▶ [Aim of the exercise] Find each line in the data below that contains the word "white" and copy those lines.

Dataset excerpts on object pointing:
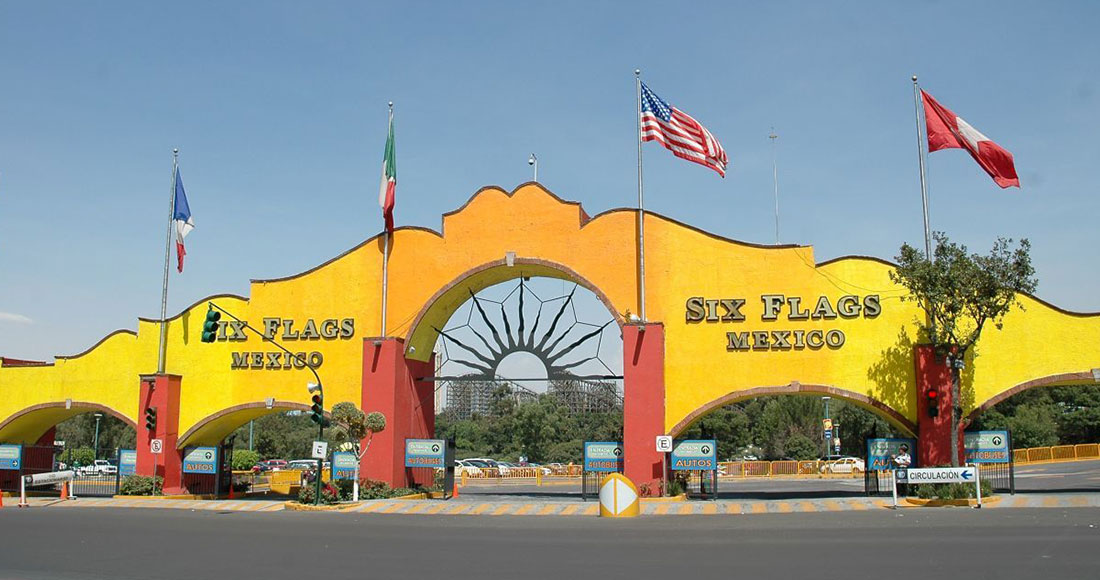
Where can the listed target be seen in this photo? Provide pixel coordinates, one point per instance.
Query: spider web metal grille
(570, 345)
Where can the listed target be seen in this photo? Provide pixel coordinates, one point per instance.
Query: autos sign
(986, 447)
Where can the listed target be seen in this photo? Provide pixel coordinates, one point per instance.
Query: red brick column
(642, 403)
(934, 435)
(161, 391)
(391, 386)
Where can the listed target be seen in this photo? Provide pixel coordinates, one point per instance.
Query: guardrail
(1059, 452)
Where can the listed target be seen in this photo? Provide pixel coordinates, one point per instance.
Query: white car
(462, 466)
(844, 464)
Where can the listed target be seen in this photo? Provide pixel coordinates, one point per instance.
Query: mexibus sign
(287, 331)
(729, 310)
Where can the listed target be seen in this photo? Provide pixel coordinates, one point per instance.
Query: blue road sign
(700, 455)
(128, 462)
(603, 456)
(201, 460)
(10, 456)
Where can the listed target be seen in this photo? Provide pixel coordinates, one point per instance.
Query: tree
(960, 293)
(354, 426)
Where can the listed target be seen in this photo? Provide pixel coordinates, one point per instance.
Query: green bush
(80, 457)
(242, 459)
(953, 491)
(141, 485)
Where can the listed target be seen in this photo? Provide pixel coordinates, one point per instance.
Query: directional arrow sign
(941, 475)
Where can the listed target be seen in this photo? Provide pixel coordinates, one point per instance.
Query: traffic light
(932, 402)
(318, 406)
(210, 326)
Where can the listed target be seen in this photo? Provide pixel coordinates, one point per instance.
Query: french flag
(182, 218)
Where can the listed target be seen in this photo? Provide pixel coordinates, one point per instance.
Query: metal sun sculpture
(560, 339)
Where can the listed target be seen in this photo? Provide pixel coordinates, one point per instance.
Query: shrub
(953, 491)
(242, 459)
(141, 485)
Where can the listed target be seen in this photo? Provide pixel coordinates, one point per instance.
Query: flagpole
(641, 209)
(774, 178)
(167, 254)
(920, 155)
(385, 249)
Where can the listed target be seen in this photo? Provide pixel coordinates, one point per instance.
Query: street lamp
(95, 441)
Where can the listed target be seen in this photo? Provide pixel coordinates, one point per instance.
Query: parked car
(99, 467)
(463, 466)
(844, 464)
(275, 464)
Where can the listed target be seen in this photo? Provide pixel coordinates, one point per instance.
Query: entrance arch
(29, 425)
(435, 314)
(1053, 380)
(878, 407)
(213, 428)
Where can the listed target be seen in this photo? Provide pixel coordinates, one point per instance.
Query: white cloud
(9, 317)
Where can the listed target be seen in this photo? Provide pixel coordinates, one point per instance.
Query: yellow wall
(551, 237)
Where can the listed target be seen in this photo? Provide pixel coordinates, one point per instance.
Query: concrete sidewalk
(568, 509)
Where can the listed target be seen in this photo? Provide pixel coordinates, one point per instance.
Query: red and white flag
(388, 187)
(947, 130)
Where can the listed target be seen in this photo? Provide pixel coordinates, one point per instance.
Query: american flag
(680, 133)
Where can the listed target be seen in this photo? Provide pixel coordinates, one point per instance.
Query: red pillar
(161, 391)
(934, 434)
(644, 403)
(391, 386)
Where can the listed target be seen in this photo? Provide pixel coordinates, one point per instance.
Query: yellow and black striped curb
(568, 509)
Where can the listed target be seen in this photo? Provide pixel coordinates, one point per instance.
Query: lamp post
(95, 441)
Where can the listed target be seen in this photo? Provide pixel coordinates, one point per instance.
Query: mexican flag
(388, 179)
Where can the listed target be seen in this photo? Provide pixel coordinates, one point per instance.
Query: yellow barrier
(1059, 452)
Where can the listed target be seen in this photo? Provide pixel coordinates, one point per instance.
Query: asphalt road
(915, 543)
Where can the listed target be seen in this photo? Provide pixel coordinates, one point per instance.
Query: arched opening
(85, 437)
(528, 369)
(774, 442)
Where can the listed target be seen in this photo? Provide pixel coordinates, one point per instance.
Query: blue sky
(279, 111)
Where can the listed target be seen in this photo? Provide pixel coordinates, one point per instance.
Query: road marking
(418, 507)
(438, 509)
(504, 509)
(392, 507)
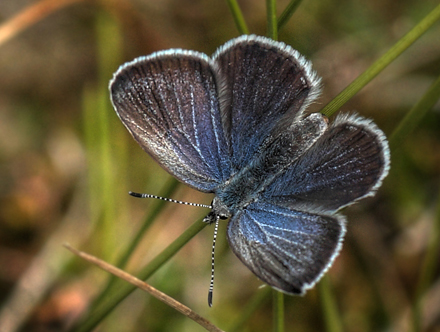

▶ [Reply]
Query: white car
Query: white cloud
Query: red and white flag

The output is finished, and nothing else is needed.